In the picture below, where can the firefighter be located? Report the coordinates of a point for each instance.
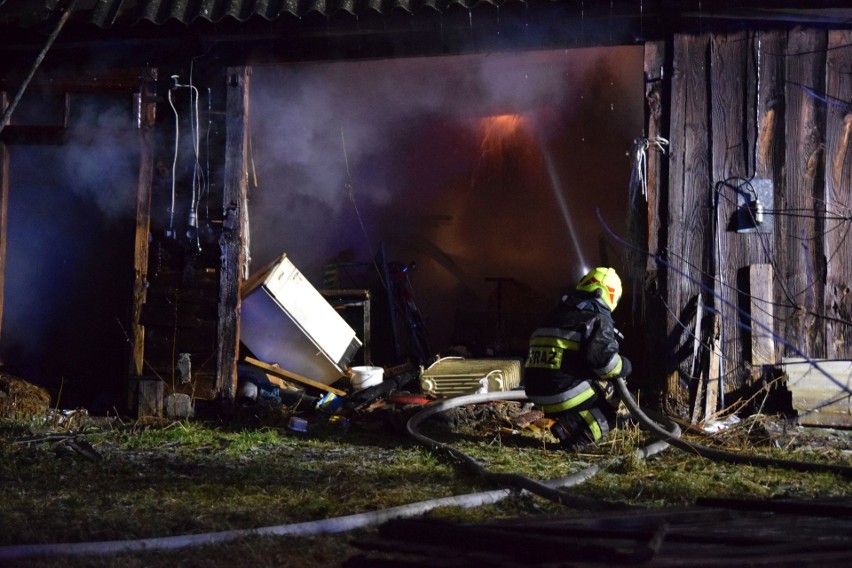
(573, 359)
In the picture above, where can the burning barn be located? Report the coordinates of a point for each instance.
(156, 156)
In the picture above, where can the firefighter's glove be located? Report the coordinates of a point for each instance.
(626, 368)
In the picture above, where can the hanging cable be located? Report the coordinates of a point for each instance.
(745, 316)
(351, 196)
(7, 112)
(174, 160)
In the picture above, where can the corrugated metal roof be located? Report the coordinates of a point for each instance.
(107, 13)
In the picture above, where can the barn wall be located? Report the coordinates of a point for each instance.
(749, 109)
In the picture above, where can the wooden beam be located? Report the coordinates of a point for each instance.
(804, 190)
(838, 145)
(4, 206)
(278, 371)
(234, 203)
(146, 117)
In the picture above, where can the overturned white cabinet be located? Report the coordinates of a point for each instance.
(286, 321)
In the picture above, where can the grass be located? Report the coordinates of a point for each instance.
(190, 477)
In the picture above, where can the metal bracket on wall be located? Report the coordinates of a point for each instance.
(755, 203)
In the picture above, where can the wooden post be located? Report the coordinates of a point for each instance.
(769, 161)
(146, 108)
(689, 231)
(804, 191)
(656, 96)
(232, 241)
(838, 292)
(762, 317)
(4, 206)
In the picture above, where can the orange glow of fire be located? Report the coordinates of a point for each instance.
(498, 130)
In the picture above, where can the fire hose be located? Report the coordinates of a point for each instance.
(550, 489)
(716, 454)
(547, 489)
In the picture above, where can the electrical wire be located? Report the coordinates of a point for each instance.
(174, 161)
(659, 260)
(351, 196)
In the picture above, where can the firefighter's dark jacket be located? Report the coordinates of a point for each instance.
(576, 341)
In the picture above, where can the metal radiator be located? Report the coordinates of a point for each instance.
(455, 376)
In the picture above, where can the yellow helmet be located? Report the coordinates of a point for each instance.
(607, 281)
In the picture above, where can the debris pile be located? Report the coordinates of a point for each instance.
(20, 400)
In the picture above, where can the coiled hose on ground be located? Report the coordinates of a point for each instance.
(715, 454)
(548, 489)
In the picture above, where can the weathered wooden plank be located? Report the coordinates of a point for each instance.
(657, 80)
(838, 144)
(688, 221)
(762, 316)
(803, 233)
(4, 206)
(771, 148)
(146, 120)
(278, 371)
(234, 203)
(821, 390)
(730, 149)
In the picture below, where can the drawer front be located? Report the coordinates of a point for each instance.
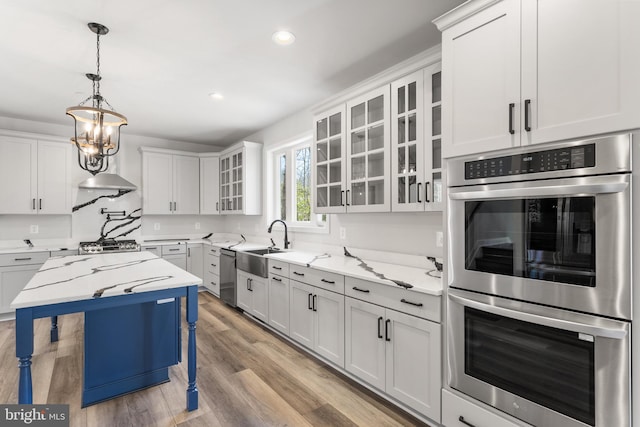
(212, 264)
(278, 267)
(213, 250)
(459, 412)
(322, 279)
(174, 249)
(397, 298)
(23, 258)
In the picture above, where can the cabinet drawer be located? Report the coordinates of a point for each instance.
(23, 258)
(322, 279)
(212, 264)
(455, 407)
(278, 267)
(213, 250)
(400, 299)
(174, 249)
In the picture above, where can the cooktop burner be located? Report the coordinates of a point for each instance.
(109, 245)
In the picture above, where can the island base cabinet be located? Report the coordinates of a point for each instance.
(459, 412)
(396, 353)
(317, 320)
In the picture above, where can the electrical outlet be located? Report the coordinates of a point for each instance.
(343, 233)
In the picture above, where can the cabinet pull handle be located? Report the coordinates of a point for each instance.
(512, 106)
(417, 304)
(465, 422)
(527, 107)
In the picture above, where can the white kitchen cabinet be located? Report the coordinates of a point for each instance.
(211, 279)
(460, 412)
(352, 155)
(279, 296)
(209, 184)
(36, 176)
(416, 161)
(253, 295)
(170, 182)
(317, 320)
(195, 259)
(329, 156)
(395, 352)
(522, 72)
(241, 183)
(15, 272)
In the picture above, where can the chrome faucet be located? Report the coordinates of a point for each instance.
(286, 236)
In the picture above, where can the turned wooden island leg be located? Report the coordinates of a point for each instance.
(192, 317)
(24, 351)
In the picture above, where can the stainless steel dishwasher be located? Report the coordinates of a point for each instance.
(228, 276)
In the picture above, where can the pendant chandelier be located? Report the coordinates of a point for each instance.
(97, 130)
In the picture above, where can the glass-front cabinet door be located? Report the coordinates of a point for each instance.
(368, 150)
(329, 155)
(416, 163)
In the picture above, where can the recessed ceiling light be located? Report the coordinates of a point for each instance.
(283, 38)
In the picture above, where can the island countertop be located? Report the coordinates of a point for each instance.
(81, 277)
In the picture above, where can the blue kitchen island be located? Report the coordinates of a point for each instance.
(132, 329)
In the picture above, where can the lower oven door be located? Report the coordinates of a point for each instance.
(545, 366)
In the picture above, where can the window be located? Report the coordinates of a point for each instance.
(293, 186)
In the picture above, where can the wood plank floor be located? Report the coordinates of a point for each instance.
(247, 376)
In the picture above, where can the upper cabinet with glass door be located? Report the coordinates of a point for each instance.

····················

Reproduce the entries exactly. Do not carry over any picture.

In the picture below, where can the firefighter be located? Report the coordinates of a point for each instance.
(573, 359)
In the picture above, where can the burning barn be located? Report the coordinates of a point for each instance.
(156, 156)
In the picture above, where can the firefighter's glove be located? Report the coordinates of a point for each instance.
(626, 368)
In the picture above, where can the hanging cable be located? Report the coordinates of a point for each instance.
(745, 316)
(351, 196)
(7, 112)
(174, 160)
In the picture above, where can the corrugated metal roof be located? Report the coordinates of a point for each instance.
(107, 13)
In the picture above, where can the barn wall be located? Report the coordinates of a point for each instance.
(749, 109)
In the picture above, where can the wooden beam be located? Report the coordinates of a point for each instance.
(804, 190)
(838, 145)
(4, 206)
(278, 371)
(234, 203)
(146, 117)
In the picture above, where can the overturned white cabinet be located? Report the coordinates of a point for each instance.
(286, 321)
In the picture above, where can the grass be located? Report the coordinates of a point for each instance.
(190, 477)
In the picture above, where can the metal bracket on wall be located? Report the coordinates of a point for each instance.
(755, 203)
In the picture above, where can the wooden post be located? Report the coordinates of a point for each instance.
(769, 161)
(146, 108)
(689, 231)
(804, 191)
(656, 96)
(232, 241)
(838, 292)
(762, 317)
(4, 206)
In the picture above, where can the orange glow of fire be located? Report the coordinates of a point for each instance.
(498, 130)
In the picture above, where can the fire hose be located? Report the coordinates of a point for each instance.
(550, 489)
(716, 454)
(547, 489)
In the picture above, where can the electrical wire be located? Report the coordinates of a point for each instance.
(174, 161)
(659, 260)
(351, 196)
In the picture above, where can the firefighter's dark jacket be located? Report the coordinates of a point for each instance.
(576, 341)
In the picture above, where can the metal radiator be located? Report the coordinates of a point for each instance.
(455, 376)
In the picture above, where can the yellow helmet be located? Report the coordinates of a point for each instance.
(607, 281)
In the picture above, where can the debris pile be located? Report the coordinates of a point for each instance.
(20, 400)
In the picture above, where can the coiled hose on ground be located? Report the coordinates of a point for each instance.
(715, 454)
(548, 489)
In the picture above, where can the weathered wooden plank be located? Report the coordinates of a point for each instance.
(657, 80)
(838, 144)
(688, 221)
(762, 316)
(803, 233)
(4, 206)
(771, 148)
(146, 120)
(278, 371)
(234, 203)
(821, 390)
(730, 149)
In the picture below, where can the drawer front be located? Report the coordinates of a point for each instance.
(212, 264)
(278, 267)
(213, 250)
(459, 412)
(322, 279)
(174, 249)
(397, 298)
(23, 258)
In the picture above, where can the cabinet drawer be located? Report the coordinates of a point for each instance.
(23, 258)
(322, 279)
(212, 264)
(455, 407)
(278, 267)
(213, 250)
(400, 299)
(174, 249)
In the picture above, where can the cooktop burner be located? Report the coordinates of a point for each instance.
(109, 245)
In the picture above, where can the island base cabinet be located? Report the coordinates of a point for each instance.
(459, 412)
(396, 353)
(317, 320)
In the picture above, where can the electrical outlet be located? Report the coordinates of a point for each instance.
(343, 233)
In the picture above, where can the cabinet pull handle be located? Report the coordinates of a point for each instance.
(512, 106)
(417, 304)
(465, 422)
(527, 107)
In the picture above, where can the white kitchen cabinet be located? Report the coordinates of a point for each instance.
(211, 279)
(460, 412)
(352, 155)
(279, 296)
(209, 184)
(36, 176)
(416, 161)
(253, 295)
(170, 182)
(317, 320)
(195, 259)
(329, 156)
(395, 352)
(522, 72)
(241, 183)
(15, 272)
In the picture above, where can the chrome faucet be located? Report the coordinates of a point for each instance.
(286, 236)
In the picture above, where can the turned wooden island leg be located? Report the coordinates of a point for each instance.
(192, 317)
(24, 351)
In the picture above, where can the stainless steel dishwasher be located? Report the coordinates of a point for each instance.
(228, 276)
In the picture above, where can the pendant chandelier be located? Report the coordinates of a point for each instance.
(97, 130)
In the picture above, where can the glass-front cabinet door be located? Report the coordinates of a point for each instance.
(368, 150)
(329, 155)
(416, 163)
In the picture above, where can the recessed ceiling light be located? Report the coordinates of a point for each instance.
(283, 38)
In the picture above, where can the island countertop be located? Report the coordinates of a point for each instance.
(81, 277)
In the picture above, where can the blue kitchen island be located? Report the coordinates of a point for each instance.
(132, 329)
In the picture above, where can the lower oven door be located? Report the coordinates of a point for each instance.
(545, 366)
In the picture above, where can the window be located? Report the coordinates of a point for each instance.
(293, 186)
In the picture above, where can the wood plank floor be located? Report the coordinates of a point for each instance.
(247, 376)
In the picture above, where can the upper cabinet with glass door be located? Report the coordinates of a point for each instance.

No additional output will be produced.